Drop every picture, then transcribe the remaining data exactly.

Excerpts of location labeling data
::::
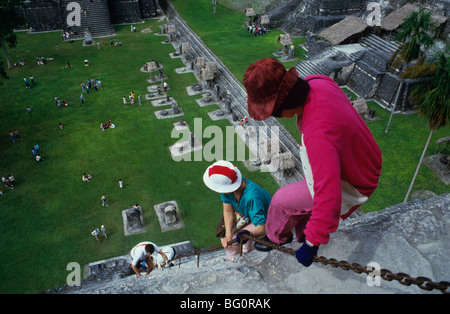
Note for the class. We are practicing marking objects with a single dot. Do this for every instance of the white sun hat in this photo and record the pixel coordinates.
(222, 177)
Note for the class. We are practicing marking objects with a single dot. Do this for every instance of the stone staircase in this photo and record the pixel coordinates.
(97, 18)
(410, 237)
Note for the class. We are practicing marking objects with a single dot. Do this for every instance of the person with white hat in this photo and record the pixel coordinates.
(239, 196)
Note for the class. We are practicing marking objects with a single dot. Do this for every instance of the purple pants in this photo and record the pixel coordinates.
(289, 209)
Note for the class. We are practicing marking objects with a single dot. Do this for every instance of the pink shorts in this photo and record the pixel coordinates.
(289, 209)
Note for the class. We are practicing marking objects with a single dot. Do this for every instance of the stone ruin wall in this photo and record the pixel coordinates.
(50, 15)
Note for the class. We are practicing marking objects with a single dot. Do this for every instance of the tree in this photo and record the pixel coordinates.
(9, 20)
(416, 35)
(432, 97)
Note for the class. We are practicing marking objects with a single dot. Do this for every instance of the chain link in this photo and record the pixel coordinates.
(404, 279)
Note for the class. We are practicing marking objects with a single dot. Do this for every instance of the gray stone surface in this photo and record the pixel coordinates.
(413, 238)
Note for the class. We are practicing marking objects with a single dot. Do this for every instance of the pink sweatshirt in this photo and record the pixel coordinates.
(341, 160)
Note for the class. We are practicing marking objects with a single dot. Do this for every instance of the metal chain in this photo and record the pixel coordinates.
(422, 282)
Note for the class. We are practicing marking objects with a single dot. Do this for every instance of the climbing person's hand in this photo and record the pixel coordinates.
(306, 253)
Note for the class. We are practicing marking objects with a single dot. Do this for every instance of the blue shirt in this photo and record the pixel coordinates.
(253, 205)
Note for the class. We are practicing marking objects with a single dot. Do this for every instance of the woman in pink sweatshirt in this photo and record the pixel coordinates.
(341, 160)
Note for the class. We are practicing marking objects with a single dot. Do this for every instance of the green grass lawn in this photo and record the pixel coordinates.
(46, 221)
(401, 147)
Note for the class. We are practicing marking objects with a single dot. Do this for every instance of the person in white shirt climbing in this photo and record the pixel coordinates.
(142, 252)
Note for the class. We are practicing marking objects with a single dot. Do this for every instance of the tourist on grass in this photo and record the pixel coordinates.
(340, 158)
(104, 203)
(11, 136)
(95, 234)
(103, 228)
(239, 196)
(17, 135)
(5, 181)
(12, 181)
(142, 252)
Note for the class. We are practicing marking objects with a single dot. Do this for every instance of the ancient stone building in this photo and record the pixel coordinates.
(95, 15)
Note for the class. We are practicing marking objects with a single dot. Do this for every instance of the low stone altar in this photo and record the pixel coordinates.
(169, 216)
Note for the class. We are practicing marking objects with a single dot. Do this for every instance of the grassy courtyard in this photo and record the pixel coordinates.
(46, 221)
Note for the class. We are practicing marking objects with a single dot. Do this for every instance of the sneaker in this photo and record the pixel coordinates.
(266, 248)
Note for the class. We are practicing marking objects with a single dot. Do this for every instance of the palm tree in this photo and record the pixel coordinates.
(416, 34)
(432, 97)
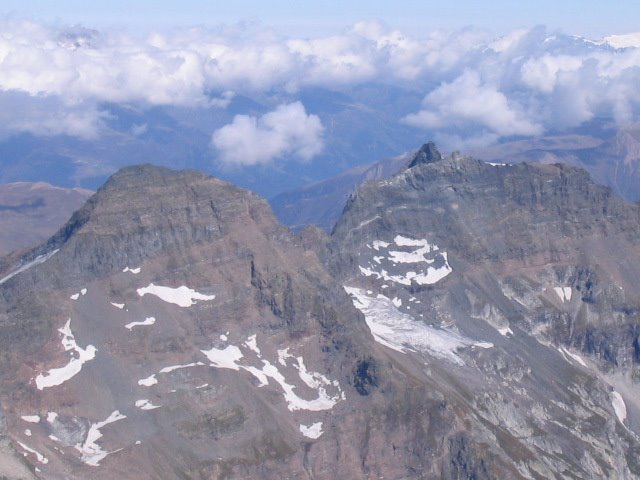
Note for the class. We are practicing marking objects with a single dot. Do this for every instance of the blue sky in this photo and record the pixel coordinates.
::::
### RESULT BELOW
Note for the class. We are practicing marking objects with a single dot. Do this for every instance of the white sun hat in this photo and record the pixel coordinates.
(222, 177)
Note for the class. We are practicing marking objects with a single dot. Do this for every instance of the stone staircase in this photo and record the pixel coordinates.
(97, 18)
(410, 237)
Note for the class. We are practicing marking objects with a single dot. Do this for every instance of the person with white hat in this photo and record the pixel coordinates.
(239, 196)
Note for the class. We are practicing marking objects with a single dot. Do this for every instance of the purple pants in this photo and record the pixel coordinates.
(289, 209)
Note for the class. We are practicing marking objects with a single dot. Do this for every instance of the pink shorts in this photo and record the pixel coordinates.
(289, 209)
Note for the class. We are practicing marking objects with a single dot. Do this for every instance of the stone ruin wall in this photo and record the pixel coordinates.
(50, 15)
Note for the class. We are practicing marking objects with a single dot. Do this for every instance of the tree in this photo and record the pixel coordinates.
(9, 20)
(416, 35)
(432, 97)
Note for the class. We are practicing marking objects with a single dot. Do this for every instance of the chain link in this photo and record the pixel coordinates.
(404, 279)
Note for the class. We are practicing marking objects with a single dot. Do this for every instance of the gray stone surface in this photo and record the pixel coordinates.
(413, 238)
Note for the class. We are practicing marking objects with a single dot. Do this for every instance of the pink sweatshirt in this photo and record the pixel coordinates.
(341, 160)
Note for the class. We are practicing marking objects with a single dot. Do this for every instance of the metal chain in this photo and record the pixel coordinates.
(422, 282)
Note for the class. We are practicing marking objects with a single dot. Do this for every instance of the climbing person's hand in this photo and record the pixel coordinates.
(306, 253)
Note for the class. We are practicing marking objects with a single dot. Do this for every instance of the blue shirt in this photo and record the pixel coordinates.
(253, 205)
Note for the class. We are practicing marking objects with a single dot. Do this for every instance of the woman in pink sweatshirt in this photo and record the pixel coordinates.
(341, 160)
Note for the class. We are practicing marking objects with a single dot. Do this for every instance of the green grass lawn in this photo and record the pixel coordinates.
(46, 221)
(401, 147)
Note for the class. We are practicing marking objects with a single dot. Do this for every instance of the person in white shirt climbing in this photo and record the pixel coordinates.
(142, 252)
Note for the class. We are practicing marking objects with a single dot. Do this for every instance of the tourist on grass in this photo and record the pixel coordinates.
(340, 158)
(104, 203)
(11, 136)
(95, 234)
(103, 228)
(239, 196)
(17, 135)
(5, 181)
(12, 181)
(142, 252)
Note for the class. We are practicing marking objects with a single dot. Do this for every instance of the ancient stone building in this photo and record the pixel coordinates.
(95, 15)
Note for the class. We are practicing marking objects with a single dot. Do this for every instance of the low stone altar in this photo and record the pixel coordinates.
(169, 216)
Note for the class. We are practicing marking objects with a single dot. Do this for every instance of the grassy courtyard in this photo and record the pixel coordinates.
(46, 221)
Note for the class. We are practicing marking objects with a single dot. Do this for every instance of the sneaker in this photo and record the pixel coordinates.
(266, 248)
Note for the class. We are practicing marking objects with a single dot. Do this for every instance of the palm tree in this photo and record the pixel coordinates.
(416, 34)
(432, 97)
Note for the class. We are practicing marking objects with a single dot. Do this for every instance of the blue sky in this photo and record the pixel coordinates.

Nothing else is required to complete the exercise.